» OBJECTIVE: Rewrite the records below as a two-column CSV with the header record_text,answer, giving each record one row in which its text and its answer each occupy a single quoted field with line breaks replaced by spaces. Omit the pictures from the output.

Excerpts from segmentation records
• • •

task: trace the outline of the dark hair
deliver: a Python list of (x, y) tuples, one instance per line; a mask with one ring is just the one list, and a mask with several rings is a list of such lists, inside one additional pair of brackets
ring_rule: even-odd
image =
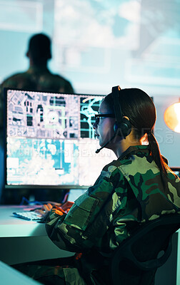
[(51, 58), (51, 40), (44, 33), (32, 36), (29, 42), (28, 53), (36, 64)]
[[(119, 96), (122, 115), (129, 118), (136, 138), (141, 139), (147, 134), (153, 159), (161, 172), (163, 184), (166, 189), (167, 172), (159, 144), (151, 132), (156, 120), (156, 108), (151, 98), (139, 88), (121, 89), (119, 91)], [(104, 100), (110, 109), (109, 110), (114, 113), (112, 93), (106, 96)]]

• • •

» ANSWER FOR THE TASK:
record_text,answer
"task: trace the outline of the dark hair deliver: a Python list of (x, y) tuples, one instance per line; a mask with one ring is just the one list, and a mask with several rings is a list of such lists, inside one additional pair of brackets ring_rule: even-odd image =","[(51, 58), (51, 40), (44, 33), (32, 36), (29, 42), (28, 53), (36, 64)] [[(119, 96), (122, 115), (129, 118), (136, 138), (141, 139), (147, 134), (153, 159), (161, 172), (163, 184), (166, 189), (167, 172), (159, 144), (151, 132), (156, 120), (156, 108), (151, 98), (139, 88), (121, 89), (119, 91)], [(104, 100), (110, 109), (109, 110), (114, 113), (112, 93), (106, 96)]]"